(WHAT YOU SHOULD DO)
Please print all of the material below, word for word.

(Region labeling items)

----------------

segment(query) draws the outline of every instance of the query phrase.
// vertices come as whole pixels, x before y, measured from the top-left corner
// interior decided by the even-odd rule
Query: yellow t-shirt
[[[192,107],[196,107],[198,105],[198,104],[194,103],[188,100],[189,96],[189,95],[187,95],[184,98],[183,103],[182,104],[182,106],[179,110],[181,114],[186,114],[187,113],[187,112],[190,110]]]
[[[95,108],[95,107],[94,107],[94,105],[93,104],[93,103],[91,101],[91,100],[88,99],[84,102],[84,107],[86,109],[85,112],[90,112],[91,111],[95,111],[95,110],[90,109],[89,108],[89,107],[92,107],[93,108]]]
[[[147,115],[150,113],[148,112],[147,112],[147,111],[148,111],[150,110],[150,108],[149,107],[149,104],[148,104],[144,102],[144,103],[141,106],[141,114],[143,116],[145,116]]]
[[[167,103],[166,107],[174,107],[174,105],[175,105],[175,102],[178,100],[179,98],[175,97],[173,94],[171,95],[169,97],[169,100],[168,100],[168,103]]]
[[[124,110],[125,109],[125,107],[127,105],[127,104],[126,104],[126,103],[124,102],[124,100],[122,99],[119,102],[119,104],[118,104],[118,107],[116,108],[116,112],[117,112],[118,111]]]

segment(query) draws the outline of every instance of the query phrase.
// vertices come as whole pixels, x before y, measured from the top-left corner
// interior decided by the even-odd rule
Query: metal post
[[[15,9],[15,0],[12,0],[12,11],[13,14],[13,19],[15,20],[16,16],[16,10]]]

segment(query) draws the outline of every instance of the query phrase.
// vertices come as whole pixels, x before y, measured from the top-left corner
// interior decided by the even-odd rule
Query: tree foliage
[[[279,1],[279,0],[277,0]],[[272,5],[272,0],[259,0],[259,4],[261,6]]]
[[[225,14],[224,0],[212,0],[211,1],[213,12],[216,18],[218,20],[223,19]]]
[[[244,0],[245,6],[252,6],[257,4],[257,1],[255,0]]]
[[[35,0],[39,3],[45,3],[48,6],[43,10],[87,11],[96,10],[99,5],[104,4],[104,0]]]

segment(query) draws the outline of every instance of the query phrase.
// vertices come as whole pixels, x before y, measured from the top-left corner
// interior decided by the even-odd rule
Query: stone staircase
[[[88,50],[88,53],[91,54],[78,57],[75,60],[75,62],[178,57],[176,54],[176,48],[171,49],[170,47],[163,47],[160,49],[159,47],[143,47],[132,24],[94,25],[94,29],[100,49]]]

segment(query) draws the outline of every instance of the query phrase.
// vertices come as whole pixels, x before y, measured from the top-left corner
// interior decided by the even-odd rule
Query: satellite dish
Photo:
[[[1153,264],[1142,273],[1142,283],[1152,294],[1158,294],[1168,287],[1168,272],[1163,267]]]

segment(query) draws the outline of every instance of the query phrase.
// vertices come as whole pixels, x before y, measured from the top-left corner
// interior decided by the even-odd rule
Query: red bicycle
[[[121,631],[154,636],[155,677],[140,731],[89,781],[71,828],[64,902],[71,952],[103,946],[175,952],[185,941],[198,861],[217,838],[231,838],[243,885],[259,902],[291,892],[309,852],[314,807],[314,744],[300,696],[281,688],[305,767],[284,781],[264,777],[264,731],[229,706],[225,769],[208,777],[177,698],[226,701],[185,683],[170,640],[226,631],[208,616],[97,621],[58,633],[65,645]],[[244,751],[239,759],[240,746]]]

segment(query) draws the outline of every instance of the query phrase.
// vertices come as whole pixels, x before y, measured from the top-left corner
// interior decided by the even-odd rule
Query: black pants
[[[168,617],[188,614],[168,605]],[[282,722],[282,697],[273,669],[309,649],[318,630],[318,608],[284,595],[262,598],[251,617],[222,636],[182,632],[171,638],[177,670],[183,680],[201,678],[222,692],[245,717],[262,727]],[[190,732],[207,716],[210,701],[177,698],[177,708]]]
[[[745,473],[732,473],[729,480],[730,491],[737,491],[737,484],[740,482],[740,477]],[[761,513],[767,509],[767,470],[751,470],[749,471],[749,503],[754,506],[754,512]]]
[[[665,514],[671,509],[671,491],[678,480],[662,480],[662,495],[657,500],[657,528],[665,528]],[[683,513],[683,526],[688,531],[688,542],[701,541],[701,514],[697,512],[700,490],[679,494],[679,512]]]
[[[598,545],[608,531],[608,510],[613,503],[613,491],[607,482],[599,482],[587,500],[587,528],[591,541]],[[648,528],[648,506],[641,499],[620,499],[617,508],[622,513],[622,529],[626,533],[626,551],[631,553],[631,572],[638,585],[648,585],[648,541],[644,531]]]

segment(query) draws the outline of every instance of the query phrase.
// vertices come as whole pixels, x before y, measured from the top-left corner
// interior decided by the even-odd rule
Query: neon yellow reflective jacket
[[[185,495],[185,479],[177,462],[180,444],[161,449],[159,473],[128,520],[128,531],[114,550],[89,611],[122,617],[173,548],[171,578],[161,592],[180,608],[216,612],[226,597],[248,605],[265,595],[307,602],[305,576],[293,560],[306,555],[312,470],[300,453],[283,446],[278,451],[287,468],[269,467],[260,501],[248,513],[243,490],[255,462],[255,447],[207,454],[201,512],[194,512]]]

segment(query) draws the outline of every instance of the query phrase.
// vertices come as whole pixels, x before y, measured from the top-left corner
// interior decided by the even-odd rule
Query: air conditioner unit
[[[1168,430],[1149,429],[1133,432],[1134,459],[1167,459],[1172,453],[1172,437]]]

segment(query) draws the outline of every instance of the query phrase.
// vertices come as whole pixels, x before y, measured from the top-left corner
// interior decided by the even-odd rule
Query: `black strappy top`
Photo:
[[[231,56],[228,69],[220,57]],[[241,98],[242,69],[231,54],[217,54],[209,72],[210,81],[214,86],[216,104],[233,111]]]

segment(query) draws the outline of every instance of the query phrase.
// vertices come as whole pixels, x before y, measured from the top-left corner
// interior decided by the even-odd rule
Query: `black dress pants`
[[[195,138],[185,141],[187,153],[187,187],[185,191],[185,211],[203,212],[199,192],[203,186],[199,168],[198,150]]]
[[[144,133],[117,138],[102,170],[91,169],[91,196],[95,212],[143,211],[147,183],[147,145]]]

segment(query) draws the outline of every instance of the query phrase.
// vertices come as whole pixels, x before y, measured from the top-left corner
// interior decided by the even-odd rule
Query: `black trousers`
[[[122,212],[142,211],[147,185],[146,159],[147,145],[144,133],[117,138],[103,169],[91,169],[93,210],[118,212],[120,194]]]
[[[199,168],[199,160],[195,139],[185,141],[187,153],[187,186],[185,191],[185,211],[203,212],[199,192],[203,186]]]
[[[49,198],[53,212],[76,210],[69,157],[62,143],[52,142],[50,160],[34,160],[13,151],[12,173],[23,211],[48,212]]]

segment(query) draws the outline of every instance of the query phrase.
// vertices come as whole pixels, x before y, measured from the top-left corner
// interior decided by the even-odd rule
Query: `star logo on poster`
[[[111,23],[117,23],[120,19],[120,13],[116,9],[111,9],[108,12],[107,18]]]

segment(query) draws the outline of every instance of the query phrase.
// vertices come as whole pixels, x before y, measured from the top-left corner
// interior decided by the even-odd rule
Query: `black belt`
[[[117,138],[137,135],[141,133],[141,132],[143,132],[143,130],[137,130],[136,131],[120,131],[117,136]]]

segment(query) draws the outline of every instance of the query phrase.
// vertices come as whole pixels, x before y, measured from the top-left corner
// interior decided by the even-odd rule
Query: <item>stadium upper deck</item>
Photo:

----------------

(EXERCISE RESULT)
segment(query) draws the outline of every instance of the query phrase.
// vertices come as whole pixels, x before y, measured from the top-left corner
// interior decided by the even-odd rule
Query: yellow t-shirt
[[[192,107],[196,107],[198,105],[198,104],[194,103],[188,100],[189,96],[189,95],[187,95],[184,98],[183,103],[182,104],[182,106],[179,110],[181,114],[186,114],[187,113],[187,112],[190,110]]]
[[[95,108],[95,107],[94,107],[94,105],[93,104],[93,103],[91,101],[91,100],[88,99],[84,102],[84,107],[86,109],[85,112],[90,112],[91,111],[95,111],[95,110],[90,109],[89,108],[89,107],[92,107],[93,108]]]
[[[147,115],[150,113],[148,112],[147,112],[147,111],[148,111],[150,110],[150,108],[149,107],[149,104],[148,104],[144,102],[144,103],[141,106],[141,114],[143,116],[145,116]]]
[[[167,103],[166,107],[174,107],[174,105],[175,105],[175,102],[178,100],[179,98],[175,97],[173,94],[171,95],[169,97],[169,100],[168,100],[168,103]]]
[[[124,110],[125,109],[125,107],[127,105],[127,104],[126,104],[126,103],[124,102],[124,100],[122,99],[119,102],[119,104],[118,104],[118,107],[116,108],[116,112],[117,112],[118,111]]]

segment(query) draws the outline of every instance of the query phrase.
// vertices come as whole pixels, x before y, measured from the top-left corner
// interior decided by the even-odd rule
Query: metal post
[[[15,9],[15,0],[12,0],[12,11],[13,14],[13,19],[15,20],[16,16],[16,10]]]

segment(query) draws the outline of every instance of the query phrase.
// vertices come as whole pixels, x before y, measured from the top-left corner
// interior decided by the even-odd rule
Query: tree foliage
[[[279,1],[279,0],[277,0]],[[272,5],[272,0],[259,0],[259,4],[261,6]]]
[[[225,14],[224,0],[212,0],[211,1],[213,12],[216,18],[218,20],[223,19]]]
[[[244,0],[245,6],[252,6],[257,4],[257,1],[255,0]]]
[[[35,0],[39,3],[45,3],[48,6],[43,10],[87,11],[96,10],[99,5],[104,4],[104,0]]]

segment(query) draws the outline of every instance of the query phrase.
// vertices come as whole pixels, x before y, measured from the top-left corner
// interior decided by the even-odd rule
Query: stone staircase
[[[88,50],[88,53],[91,54],[78,57],[75,60],[75,62],[178,57],[176,54],[176,48],[171,49],[170,47],[163,47],[160,49],[159,47],[143,47],[132,24],[94,25],[94,29],[100,49]]]

segment(query) draws the outline of every instance of the query phrase.
// vertices come as whole pixels, x before y, measured from the top-left corner
// interior decided by the even-odd rule
Query: satellite dish
Photo:
[[[1153,264],[1142,273],[1142,283],[1152,294],[1158,294],[1168,287],[1168,272],[1163,267]]]

segment(query) draws the outline of every instance of the query phrase.
// vertices come as whole pixels, x before y, measured from the top-left corner
// interior decided by the even-odd rule
Query: red bicycle
[[[121,631],[154,636],[155,677],[140,731],[89,781],[71,828],[64,902],[71,952],[103,946],[175,952],[185,941],[198,861],[217,838],[231,838],[243,885],[259,902],[291,892],[309,852],[314,807],[314,744],[300,696],[281,688],[305,767],[284,781],[264,777],[264,731],[229,706],[225,769],[208,777],[177,698],[226,701],[185,683],[170,640],[226,631],[208,616],[97,621],[58,633],[65,645]],[[244,751],[239,759],[240,746]]]

segment(query) draws the outline of every instance of the query phrase.
// vertices come as whole pixels, x before y, measured from the top-left corner
// interior decided by the even-odd rule
Query: black pants
[[[168,617],[188,614],[168,605]],[[282,722],[282,697],[273,669],[309,649],[318,630],[318,608],[284,595],[262,598],[251,617],[222,636],[182,632],[171,638],[177,670],[183,680],[201,678],[222,692],[245,717],[262,727]],[[190,732],[207,716],[210,701],[177,698],[177,708]]]
[[[745,473],[732,473],[729,480],[730,491],[737,491],[737,484],[740,482],[740,477]],[[761,513],[767,509],[767,470],[751,470],[749,471],[749,503],[754,506],[754,512]]]
[[[665,514],[671,509],[671,491],[678,480],[662,480],[662,495],[657,500],[657,528],[665,528]],[[683,513],[683,526],[688,531],[688,542],[701,541],[701,514],[697,512],[700,490],[679,494],[679,512]]]
[[[598,545],[608,531],[608,510],[613,503],[613,491],[607,482],[599,482],[587,500],[587,528],[591,541]],[[648,528],[648,506],[641,499],[620,499],[617,508],[622,513],[622,529],[626,533],[626,551],[631,553],[631,572],[638,585],[648,585],[648,541],[644,531]]]

segment(query) draws the outline of every instance of the query phrase.
// vertices come as whole pixels, x before y, measured from the top-left corner
// interior decided by the even-odd rule
Query: neon yellow reflective jacket
[[[185,495],[185,479],[177,462],[180,444],[161,449],[159,473],[128,520],[128,531],[114,550],[89,611],[122,617],[173,548],[171,578],[161,592],[180,608],[216,612],[226,597],[248,605],[265,595],[307,602],[305,576],[293,560],[306,555],[312,470],[300,453],[283,446],[278,451],[287,468],[269,467],[260,501],[248,513],[243,490],[255,462],[255,447],[207,454],[201,512],[194,512]]]

segment(query) draws the outline of every instance of the query phrase.
// vertices come as whole pixels, x before y, measured from the top-left corner
// interior decided by the even-odd rule
Query: air conditioner unit
[[[1168,430],[1149,429],[1133,432],[1134,459],[1167,459],[1172,453],[1172,437]]]

segment(query) draws the outline of every instance of the query phrase.
// vertices come as whole pixels, x before y, measured from the top-left corner
// interior decided by the even-odd rule
Query: `black strappy top`
Photo:
[[[231,56],[228,69],[220,57]],[[241,98],[242,69],[231,54],[217,54],[209,72],[210,81],[214,86],[216,104],[233,111]]]

segment(query) draws the outline of every instance of the query phrase.
// vertices come as whole pixels, x before y, measured from the top-left corner
// interior decided by the even-odd rule
Query: `black dress pants`
[[[195,138],[185,141],[187,153],[187,187],[185,191],[185,211],[203,212],[199,192],[203,186],[199,168],[198,150]]]
[[[144,133],[117,138],[102,170],[91,169],[91,196],[95,212],[143,211],[147,183],[147,145]]]

segment(query) draws the outline of every instance of the query phrase.
// vertices come as whole pixels, x before y, measured from the top-left corner
// interior decided by the even-odd rule
Query: `black trousers`
[[[122,212],[142,211],[147,185],[146,159],[147,145],[144,133],[117,138],[103,169],[91,169],[93,210],[118,212],[120,194]]]
[[[199,168],[199,160],[195,139],[185,141],[187,153],[187,186],[185,191],[185,211],[203,212],[199,192],[203,186]]]
[[[49,198],[53,212],[76,210],[69,157],[62,143],[52,142],[50,160],[34,160],[13,151],[12,173],[23,211],[48,212]]]

segment(query) draws the outline of every instance of the query phrase.
// vertices come as whole pixels, x before y, measured from the top-left corner
// interior decided by the even-odd rule
Query: `star logo on poster`
[[[111,23],[117,23],[120,19],[120,13],[116,9],[111,9],[108,12],[107,18]]]

segment(query) draws the outline of every instance of the query phrase.
// vertices come as whole pixels, x before y, measured from the top-left corner
// interior decided by the even-odd rule
Query: `black belt`
[[[117,138],[137,135],[141,133],[141,132],[143,132],[143,130],[137,130],[136,131],[120,131],[117,136]]]

segment(query) draws the outline of every instance of the query phrase.
// vertices come as whole pixels, x before y, measured from the top-left corner
// interior decided by the even-odd rule
Query: <item>stadium upper deck</item>
Photo:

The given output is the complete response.